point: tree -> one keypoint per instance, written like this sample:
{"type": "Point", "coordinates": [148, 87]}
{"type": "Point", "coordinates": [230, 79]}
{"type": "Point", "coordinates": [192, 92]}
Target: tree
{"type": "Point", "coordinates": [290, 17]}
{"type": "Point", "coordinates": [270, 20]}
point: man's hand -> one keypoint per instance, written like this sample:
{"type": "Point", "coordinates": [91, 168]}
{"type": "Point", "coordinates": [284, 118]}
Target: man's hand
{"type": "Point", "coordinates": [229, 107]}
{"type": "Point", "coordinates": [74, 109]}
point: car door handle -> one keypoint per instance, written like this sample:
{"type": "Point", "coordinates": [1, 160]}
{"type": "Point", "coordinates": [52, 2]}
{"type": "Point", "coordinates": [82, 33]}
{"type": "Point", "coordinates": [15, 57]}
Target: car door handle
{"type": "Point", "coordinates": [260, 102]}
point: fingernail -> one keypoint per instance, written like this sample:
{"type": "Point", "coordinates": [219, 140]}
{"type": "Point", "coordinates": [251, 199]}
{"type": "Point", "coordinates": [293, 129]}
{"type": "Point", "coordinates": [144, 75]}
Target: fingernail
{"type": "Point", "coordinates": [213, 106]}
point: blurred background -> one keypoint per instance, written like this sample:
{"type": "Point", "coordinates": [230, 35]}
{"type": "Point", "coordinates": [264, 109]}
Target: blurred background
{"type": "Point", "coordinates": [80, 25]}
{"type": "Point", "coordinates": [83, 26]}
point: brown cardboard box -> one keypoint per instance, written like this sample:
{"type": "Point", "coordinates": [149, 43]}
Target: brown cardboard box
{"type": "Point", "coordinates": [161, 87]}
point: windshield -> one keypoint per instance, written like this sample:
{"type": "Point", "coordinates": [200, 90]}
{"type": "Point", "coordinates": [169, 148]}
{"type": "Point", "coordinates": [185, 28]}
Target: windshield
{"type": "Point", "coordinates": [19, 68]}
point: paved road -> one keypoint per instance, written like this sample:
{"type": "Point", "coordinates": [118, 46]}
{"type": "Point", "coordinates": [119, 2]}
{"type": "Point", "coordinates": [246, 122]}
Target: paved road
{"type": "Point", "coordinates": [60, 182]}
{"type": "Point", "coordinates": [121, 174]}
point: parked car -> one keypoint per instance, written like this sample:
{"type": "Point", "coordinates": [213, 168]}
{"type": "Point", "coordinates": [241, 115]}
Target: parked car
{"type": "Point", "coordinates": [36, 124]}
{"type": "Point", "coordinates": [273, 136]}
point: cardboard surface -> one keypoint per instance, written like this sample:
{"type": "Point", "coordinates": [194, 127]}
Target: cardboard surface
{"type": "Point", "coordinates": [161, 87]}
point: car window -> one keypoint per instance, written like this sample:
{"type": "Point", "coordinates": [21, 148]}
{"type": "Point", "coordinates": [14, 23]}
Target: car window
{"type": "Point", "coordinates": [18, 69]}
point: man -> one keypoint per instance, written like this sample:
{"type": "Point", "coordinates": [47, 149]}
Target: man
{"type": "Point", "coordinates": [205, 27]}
########
Read the records above. Show each line that has the string "like".

▶ _Written response_:
point: tree -> one keypoint per instance, written like this sample:
point: man's hand -> one keypoint per instance, written like this sample:
point: car door handle -> one keypoint per instance, written like this sample:
point: fingernail -> one keypoint per instance, written like this sample:
point: blurred background -> one keypoint per instance, written like this sample:
point: brown cardboard box -> one keypoint per instance, written like this sample:
point: windshield -> one keypoint per instance, written like this sample:
point: paved road -> one keypoint per instance, written like this sample:
point: parked car -> one keypoint per instance, written like this sample:
point: cardboard surface -> one keypoint per instance, written like this sample:
point: car window -> one keypoint per instance, written like this sample:
point: man -> one keypoint per instance, written like this sample:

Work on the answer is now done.